## The request
Write out again the lines starting with the one that contains "Category: blurred background" and going on through the one that contains "(1254, 830)", replacing "soccer player" with "football player" and leaving everything else the same.

+ + + +

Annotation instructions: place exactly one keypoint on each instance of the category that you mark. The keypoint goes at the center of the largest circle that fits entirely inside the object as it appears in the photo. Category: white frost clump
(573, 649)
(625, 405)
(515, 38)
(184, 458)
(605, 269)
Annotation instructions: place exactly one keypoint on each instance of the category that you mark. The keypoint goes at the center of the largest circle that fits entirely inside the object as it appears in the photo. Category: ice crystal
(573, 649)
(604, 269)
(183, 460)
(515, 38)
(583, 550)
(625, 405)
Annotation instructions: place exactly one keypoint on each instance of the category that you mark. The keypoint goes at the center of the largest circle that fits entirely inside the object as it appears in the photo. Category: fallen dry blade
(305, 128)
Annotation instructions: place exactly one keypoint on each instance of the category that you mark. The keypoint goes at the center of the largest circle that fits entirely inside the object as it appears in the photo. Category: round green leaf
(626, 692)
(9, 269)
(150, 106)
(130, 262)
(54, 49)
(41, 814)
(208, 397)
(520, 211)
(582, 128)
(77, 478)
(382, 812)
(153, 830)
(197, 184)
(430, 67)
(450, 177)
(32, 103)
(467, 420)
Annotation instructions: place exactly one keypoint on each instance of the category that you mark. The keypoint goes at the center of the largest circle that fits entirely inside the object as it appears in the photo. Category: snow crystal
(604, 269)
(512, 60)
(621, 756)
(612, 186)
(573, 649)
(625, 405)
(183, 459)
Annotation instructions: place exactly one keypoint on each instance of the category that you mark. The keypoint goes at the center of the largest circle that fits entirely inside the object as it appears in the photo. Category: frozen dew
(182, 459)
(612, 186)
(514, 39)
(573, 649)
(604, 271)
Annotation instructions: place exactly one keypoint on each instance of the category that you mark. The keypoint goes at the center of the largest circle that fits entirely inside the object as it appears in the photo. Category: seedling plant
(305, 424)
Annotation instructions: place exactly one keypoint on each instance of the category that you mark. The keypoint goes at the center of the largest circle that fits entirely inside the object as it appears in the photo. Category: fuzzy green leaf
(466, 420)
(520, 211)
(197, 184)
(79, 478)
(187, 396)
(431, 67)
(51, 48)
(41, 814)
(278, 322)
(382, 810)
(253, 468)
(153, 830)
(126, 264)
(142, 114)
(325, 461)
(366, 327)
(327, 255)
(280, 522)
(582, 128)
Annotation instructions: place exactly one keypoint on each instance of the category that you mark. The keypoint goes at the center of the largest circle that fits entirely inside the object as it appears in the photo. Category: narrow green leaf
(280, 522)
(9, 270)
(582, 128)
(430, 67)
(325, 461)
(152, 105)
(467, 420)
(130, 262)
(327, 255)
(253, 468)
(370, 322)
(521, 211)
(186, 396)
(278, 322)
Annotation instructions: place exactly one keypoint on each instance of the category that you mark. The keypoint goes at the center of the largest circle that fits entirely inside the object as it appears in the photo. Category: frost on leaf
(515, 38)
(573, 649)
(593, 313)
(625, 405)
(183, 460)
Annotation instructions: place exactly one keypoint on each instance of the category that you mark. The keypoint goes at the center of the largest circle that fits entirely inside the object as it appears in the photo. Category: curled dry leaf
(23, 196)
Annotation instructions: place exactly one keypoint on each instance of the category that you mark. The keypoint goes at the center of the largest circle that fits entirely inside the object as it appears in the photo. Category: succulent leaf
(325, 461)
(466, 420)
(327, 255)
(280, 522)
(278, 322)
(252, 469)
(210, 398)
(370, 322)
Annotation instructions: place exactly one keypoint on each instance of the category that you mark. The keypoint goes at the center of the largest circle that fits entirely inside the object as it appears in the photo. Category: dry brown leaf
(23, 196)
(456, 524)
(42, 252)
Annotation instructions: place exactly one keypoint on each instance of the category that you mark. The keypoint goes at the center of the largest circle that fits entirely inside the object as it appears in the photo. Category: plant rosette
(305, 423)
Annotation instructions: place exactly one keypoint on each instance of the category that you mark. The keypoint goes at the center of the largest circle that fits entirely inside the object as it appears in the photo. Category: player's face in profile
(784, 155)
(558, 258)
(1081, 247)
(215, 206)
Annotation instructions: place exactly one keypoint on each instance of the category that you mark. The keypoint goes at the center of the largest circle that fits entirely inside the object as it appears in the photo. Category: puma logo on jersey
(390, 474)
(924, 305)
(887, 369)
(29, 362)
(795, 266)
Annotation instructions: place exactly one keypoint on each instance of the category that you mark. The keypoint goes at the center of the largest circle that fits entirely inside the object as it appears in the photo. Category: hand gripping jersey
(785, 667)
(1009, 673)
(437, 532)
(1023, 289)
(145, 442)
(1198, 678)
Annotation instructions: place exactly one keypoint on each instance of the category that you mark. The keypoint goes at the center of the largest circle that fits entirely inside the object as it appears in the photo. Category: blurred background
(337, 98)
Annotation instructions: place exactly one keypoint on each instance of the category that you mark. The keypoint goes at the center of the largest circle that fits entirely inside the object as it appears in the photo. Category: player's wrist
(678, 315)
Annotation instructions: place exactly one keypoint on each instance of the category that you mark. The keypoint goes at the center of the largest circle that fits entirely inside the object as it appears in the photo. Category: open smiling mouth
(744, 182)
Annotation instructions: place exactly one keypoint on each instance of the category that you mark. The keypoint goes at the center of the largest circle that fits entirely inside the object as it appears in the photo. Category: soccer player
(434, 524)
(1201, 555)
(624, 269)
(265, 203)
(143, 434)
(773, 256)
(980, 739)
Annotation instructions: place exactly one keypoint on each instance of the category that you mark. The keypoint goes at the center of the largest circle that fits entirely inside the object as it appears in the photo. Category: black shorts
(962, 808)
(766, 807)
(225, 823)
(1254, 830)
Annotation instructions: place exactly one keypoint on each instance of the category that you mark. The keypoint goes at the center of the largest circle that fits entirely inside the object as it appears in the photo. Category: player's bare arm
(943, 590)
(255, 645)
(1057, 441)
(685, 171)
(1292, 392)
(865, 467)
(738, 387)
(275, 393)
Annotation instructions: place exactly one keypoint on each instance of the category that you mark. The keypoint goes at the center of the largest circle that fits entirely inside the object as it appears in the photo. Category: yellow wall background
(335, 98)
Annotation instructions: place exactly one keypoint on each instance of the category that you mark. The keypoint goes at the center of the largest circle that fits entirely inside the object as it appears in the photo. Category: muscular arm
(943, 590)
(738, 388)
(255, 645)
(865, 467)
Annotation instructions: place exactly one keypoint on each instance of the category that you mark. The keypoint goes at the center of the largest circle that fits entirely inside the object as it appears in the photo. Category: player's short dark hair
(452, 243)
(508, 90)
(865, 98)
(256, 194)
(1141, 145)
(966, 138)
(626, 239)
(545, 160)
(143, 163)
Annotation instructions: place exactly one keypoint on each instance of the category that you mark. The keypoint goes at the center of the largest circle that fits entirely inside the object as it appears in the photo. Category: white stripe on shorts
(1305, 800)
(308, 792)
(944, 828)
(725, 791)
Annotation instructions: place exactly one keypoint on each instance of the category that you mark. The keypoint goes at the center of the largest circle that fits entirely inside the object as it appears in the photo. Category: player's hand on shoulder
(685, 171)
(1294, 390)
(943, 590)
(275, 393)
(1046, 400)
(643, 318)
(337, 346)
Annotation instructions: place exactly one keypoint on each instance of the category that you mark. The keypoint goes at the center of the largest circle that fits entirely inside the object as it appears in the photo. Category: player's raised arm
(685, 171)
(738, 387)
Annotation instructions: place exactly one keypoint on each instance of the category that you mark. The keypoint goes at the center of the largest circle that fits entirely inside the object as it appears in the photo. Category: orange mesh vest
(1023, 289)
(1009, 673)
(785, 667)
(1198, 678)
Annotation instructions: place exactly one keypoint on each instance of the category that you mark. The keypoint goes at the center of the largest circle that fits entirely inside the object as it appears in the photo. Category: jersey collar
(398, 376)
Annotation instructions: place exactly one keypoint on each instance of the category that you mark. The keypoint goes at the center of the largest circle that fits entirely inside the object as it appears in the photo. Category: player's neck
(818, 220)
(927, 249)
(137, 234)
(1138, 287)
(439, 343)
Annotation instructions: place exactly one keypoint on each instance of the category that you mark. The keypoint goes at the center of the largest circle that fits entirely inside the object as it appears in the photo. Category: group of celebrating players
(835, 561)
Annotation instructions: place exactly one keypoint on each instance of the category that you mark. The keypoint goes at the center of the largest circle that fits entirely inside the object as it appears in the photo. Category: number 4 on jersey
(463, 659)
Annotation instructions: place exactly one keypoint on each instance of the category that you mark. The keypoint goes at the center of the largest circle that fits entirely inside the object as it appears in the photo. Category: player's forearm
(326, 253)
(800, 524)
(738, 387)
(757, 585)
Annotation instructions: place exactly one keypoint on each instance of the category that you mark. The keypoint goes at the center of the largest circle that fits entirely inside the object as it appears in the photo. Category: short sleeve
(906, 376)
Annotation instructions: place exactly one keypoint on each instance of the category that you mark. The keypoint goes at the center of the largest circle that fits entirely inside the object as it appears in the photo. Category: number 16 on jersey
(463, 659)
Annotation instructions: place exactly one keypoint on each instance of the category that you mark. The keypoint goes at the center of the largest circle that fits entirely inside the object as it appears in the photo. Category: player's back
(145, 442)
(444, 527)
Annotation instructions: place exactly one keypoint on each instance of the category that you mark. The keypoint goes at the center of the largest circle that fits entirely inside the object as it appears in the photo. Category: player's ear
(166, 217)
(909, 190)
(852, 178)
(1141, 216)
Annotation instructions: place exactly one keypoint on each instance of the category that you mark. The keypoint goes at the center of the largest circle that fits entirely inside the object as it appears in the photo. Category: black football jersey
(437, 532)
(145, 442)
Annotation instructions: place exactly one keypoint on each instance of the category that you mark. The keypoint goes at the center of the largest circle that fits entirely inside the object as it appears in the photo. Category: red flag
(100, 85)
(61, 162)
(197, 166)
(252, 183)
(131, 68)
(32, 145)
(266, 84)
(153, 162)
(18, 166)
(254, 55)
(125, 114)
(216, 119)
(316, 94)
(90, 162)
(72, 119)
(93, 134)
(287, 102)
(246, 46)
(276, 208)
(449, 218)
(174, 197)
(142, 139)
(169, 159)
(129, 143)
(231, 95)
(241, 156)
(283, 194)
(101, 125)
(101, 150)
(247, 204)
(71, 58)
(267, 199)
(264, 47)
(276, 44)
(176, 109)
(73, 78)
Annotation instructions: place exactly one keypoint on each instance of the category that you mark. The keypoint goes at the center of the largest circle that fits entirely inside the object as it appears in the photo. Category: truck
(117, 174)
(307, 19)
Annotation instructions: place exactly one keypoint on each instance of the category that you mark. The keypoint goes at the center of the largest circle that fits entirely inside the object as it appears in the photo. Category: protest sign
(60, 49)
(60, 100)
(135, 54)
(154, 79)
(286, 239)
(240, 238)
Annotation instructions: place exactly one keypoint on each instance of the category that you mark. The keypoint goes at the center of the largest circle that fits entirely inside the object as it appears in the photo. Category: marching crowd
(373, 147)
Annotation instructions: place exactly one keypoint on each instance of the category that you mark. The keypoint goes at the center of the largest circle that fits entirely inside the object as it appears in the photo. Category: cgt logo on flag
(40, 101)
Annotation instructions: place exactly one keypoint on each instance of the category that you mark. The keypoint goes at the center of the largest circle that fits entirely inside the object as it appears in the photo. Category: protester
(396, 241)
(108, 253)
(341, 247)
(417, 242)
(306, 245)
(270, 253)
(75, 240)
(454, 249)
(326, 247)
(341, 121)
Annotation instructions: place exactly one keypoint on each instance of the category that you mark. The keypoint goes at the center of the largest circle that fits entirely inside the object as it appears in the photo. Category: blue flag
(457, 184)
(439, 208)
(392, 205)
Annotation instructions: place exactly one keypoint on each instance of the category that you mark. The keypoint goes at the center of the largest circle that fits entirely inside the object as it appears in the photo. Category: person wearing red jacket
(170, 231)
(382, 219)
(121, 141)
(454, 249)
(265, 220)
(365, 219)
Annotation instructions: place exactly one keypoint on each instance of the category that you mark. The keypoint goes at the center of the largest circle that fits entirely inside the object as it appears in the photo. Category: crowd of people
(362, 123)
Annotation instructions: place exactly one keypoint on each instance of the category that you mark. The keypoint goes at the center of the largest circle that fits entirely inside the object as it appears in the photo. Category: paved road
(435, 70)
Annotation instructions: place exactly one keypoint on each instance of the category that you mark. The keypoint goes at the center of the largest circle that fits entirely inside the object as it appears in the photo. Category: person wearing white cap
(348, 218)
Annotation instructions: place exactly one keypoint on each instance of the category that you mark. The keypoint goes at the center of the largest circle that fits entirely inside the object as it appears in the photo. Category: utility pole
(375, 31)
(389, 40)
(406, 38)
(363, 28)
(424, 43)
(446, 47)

+ + + +

## Expected answer
Annotation instructions: place exactly one keypoint on each instance of the category that you mark. The keypoint goes at the center of the largest circle that fits entirely inside the object as it appears in the photo. Category: blurred background
(337, 98)
Annotation instructions: place exactly one keypoint on each instance of the category that you mark. The keypoint goes at the center of the largest circle that fits entirely inside the object as it appears in the photo. Category: player's wrist
(678, 315)
Annotation instructions: place exactly one keypoint on each instance of the category that you mark. The keypoint goes at the center of the largest circle that fits entirely inside the object as it appears in the photo. Category: open smiling mouth
(744, 182)
Annotation instructions: place exactly one keypoint on each instance of the category that you mark. The keypoint goes at the center of the largest circle that fits entirely inside the object as it appears in the photo. Category: football player
(434, 524)
(1201, 555)
(624, 269)
(265, 203)
(143, 434)
(773, 256)
(980, 739)
Annotation instructions: place exactly one keypoint on each instance of the category that you mark. The keypoint goes at the center of the largest circle that fits entirely inside the object as it appears in the photo. Category: black shorts
(962, 808)
(766, 807)
(225, 823)
(1254, 830)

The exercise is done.